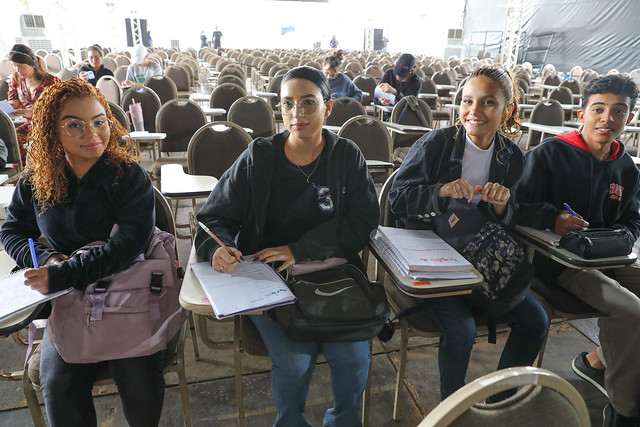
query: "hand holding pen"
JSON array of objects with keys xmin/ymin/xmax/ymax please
[
  {"xmin": 554, "ymin": 203, "xmax": 589, "ymax": 236},
  {"xmin": 198, "ymin": 221, "xmax": 243, "ymax": 273}
]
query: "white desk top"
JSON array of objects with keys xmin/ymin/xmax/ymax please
[
  {"xmin": 129, "ymin": 131, "xmax": 167, "ymax": 141},
  {"xmin": 160, "ymin": 163, "xmax": 218, "ymax": 198}
]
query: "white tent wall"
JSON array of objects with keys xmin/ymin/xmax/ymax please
[
  {"xmin": 0, "ymin": 0, "xmax": 464, "ymax": 56},
  {"xmin": 463, "ymin": 0, "xmax": 640, "ymax": 73}
]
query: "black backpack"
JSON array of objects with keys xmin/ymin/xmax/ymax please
[{"xmin": 272, "ymin": 264, "xmax": 389, "ymax": 342}]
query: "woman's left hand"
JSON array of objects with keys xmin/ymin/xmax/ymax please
[
  {"xmin": 256, "ymin": 246, "xmax": 296, "ymax": 271},
  {"xmin": 476, "ymin": 182, "xmax": 511, "ymax": 215},
  {"xmin": 24, "ymin": 267, "xmax": 49, "ymax": 294}
]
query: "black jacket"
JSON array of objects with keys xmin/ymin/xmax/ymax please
[
  {"xmin": 0, "ymin": 154, "xmax": 155, "ymax": 292},
  {"xmin": 389, "ymin": 126, "xmax": 524, "ymax": 228},
  {"xmin": 195, "ymin": 130, "xmax": 379, "ymax": 262},
  {"xmin": 516, "ymin": 131, "xmax": 640, "ymax": 278}
]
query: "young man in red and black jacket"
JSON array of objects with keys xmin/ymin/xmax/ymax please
[{"xmin": 516, "ymin": 75, "xmax": 640, "ymax": 426}]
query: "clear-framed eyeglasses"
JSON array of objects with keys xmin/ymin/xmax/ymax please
[
  {"xmin": 278, "ymin": 98, "xmax": 319, "ymax": 116},
  {"xmin": 62, "ymin": 117, "xmax": 111, "ymax": 138}
]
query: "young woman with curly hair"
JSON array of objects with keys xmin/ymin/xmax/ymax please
[
  {"xmin": 0, "ymin": 79, "xmax": 164, "ymax": 426},
  {"xmin": 7, "ymin": 44, "xmax": 60, "ymax": 164}
]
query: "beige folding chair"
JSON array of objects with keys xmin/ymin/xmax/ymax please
[
  {"xmin": 418, "ymin": 367, "xmax": 591, "ymax": 427},
  {"xmin": 96, "ymin": 76, "xmax": 122, "ymax": 105}
]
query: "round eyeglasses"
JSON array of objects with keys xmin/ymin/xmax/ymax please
[
  {"xmin": 278, "ymin": 98, "xmax": 318, "ymax": 116},
  {"xmin": 62, "ymin": 117, "xmax": 111, "ymax": 138}
]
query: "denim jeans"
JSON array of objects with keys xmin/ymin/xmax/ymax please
[
  {"xmin": 40, "ymin": 331, "xmax": 165, "ymax": 427},
  {"xmin": 251, "ymin": 313, "xmax": 371, "ymax": 427},
  {"xmin": 421, "ymin": 294, "xmax": 548, "ymax": 400}
]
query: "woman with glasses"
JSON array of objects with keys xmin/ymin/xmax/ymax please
[
  {"xmin": 322, "ymin": 50, "xmax": 362, "ymax": 102},
  {"xmin": 7, "ymin": 44, "xmax": 60, "ymax": 164},
  {"xmin": 0, "ymin": 78, "xmax": 164, "ymax": 426},
  {"xmin": 195, "ymin": 67, "xmax": 378, "ymax": 426},
  {"xmin": 78, "ymin": 44, "xmax": 113, "ymax": 86}
]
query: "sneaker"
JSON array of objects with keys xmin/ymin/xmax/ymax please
[
  {"xmin": 571, "ymin": 351, "xmax": 609, "ymax": 398},
  {"xmin": 602, "ymin": 403, "xmax": 638, "ymax": 427}
]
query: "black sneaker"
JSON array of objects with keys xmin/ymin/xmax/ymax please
[
  {"xmin": 602, "ymin": 403, "xmax": 639, "ymax": 427},
  {"xmin": 571, "ymin": 351, "xmax": 609, "ymax": 398}
]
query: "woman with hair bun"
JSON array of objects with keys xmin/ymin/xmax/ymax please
[
  {"xmin": 8, "ymin": 44, "xmax": 60, "ymax": 164},
  {"xmin": 322, "ymin": 50, "xmax": 362, "ymax": 102},
  {"xmin": 389, "ymin": 66, "xmax": 548, "ymax": 400}
]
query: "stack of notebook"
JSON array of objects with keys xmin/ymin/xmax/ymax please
[{"xmin": 371, "ymin": 227, "xmax": 475, "ymax": 279}]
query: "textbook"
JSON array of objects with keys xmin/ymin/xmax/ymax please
[
  {"xmin": 0, "ymin": 270, "xmax": 73, "ymax": 320},
  {"xmin": 371, "ymin": 226, "xmax": 473, "ymax": 278},
  {"xmin": 191, "ymin": 256, "xmax": 296, "ymax": 319}
]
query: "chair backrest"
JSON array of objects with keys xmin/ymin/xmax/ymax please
[
  {"xmin": 187, "ymin": 121, "xmax": 251, "ymax": 178},
  {"xmin": 391, "ymin": 97, "xmax": 433, "ymax": 148},
  {"xmin": 560, "ymin": 80, "xmax": 582, "ymax": 95},
  {"xmin": 378, "ymin": 169, "xmax": 398, "ymax": 227},
  {"xmin": 418, "ymin": 366, "xmax": 591, "ymax": 427},
  {"xmin": 338, "ymin": 113, "xmax": 393, "ymax": 162},
  {"xmin": 549, "ymin": 87, "xmax": 573, "ymax": 104},
  {"xmin": 527, "ymin": 99, "xmax": 564, "ymax": 147},
  {"xmin": 325, "ymin": 96, "xmax": 367, "ymax": 126},
  {"xmin": 0, "ymin": 110, "xmax": 23, "ymax": 177},
  {"xmin": 155, "ymin": 99, "xmax": 207, "ymax": 153},
  {"xmin": 144, "ymin": 74, "xmax": 178, "ymax": 104},
  {"xmin": 209, "ymin": 83, "xmax": 247, "ymax": 119},
  {"xmin": 227, "ymin": 96, "xmax": 276, "ymax": 138},
  {"xmin": 96, "ymin": 76, "xmax": 122, "ymax": 104},
  {"xmin": 217, "ymin": 74, "xmax": 247, "ymax": 90},
  {"xmin": 107, "ymin": 101, "xmax": 131, "ymax": 131},
  {"xmin": 44, "ymin": 53, "xmax": 63, "ymax": 74},
  {"xmin": 0, "ymin": 80, "xmax": 9, "ymax": 101},
  {"xmin": 164, "ymin": 65, "xmax": 191, "ymax": 92},
  {"xmin": 353, "ymin": 74, "xmax": 378, "ymax": 105},
  {"xmin": 102, "ymin": 56, "xmax": 118, "ymax": 71},
  {"xmin": 120, "ymin": 86, "xmax": 162, "ymax": 132}
]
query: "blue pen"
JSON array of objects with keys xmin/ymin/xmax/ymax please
[
  {"xmin": 29, "ymin": 238, "xmax": 38, "ymax": 268},
  {"xmin": 564, "ymin": 203, "xmax": 580, "ymax": 218}
]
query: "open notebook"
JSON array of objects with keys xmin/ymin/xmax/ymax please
[
  {"xmin": 191, "ymin": 256, "xmax": 296, "ymax": 319},
  {"xmin": 0, "ymin": 270, "xmax": 72, "ymax": 319}
]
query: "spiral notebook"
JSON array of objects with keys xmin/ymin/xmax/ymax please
[{"xmin": 0, "ymin": 270, "xmax": 73, "ymax": 320}]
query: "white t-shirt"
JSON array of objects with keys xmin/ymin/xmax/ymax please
[{"xmin": 461, "ymin": 135, "xmax": 493, "ymax": 187}]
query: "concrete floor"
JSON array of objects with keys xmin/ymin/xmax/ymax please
[{"xmin": 0, "ymin": 160, "xmax": 607, "ymax": 427}]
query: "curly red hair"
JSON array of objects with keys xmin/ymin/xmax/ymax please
[{"xmin": 25, "ymin": 78, "xmax": 140, "ymax": 211}]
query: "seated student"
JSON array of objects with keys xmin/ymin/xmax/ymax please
[
  {"xmin": 0, "ymin": 78, "xmax": 165, "ymax": 427},
  {"xmin": 374, "ymin": 53, "xmax": 422, "ymax": 105},
  {"xmin": 123, "ymin": 44, "xmax": 162, "ymax": 87},
  {"xmin": 195, "ymin": 67, "xmax": 379, "ymax": 427},
  {"xmin": 517, "ymin": 74, "xmax": 640, "ymax": 426},
  {"xmin": 0, "ymin": 138, "xmax": 9, "ymax": 170},
  {"xmin": 323, "ymin": 50, "xmax": 362, "ymax": 102},
  {"xmin": 389, "ymin": 67, "xmax": 547, "ymax": 400},
  {"xmin": 78, "ymin": 44, "xmax": 113, "ymax": 86}
]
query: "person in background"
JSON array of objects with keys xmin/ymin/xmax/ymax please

◆ ◆ ◆ ◆ ◆ ◆ ◆

Pull out every line of the records that contains the word "eyeglasses", and note that case counts.

query: "clear-framed eyeglasses"
query: "round eyeglasses"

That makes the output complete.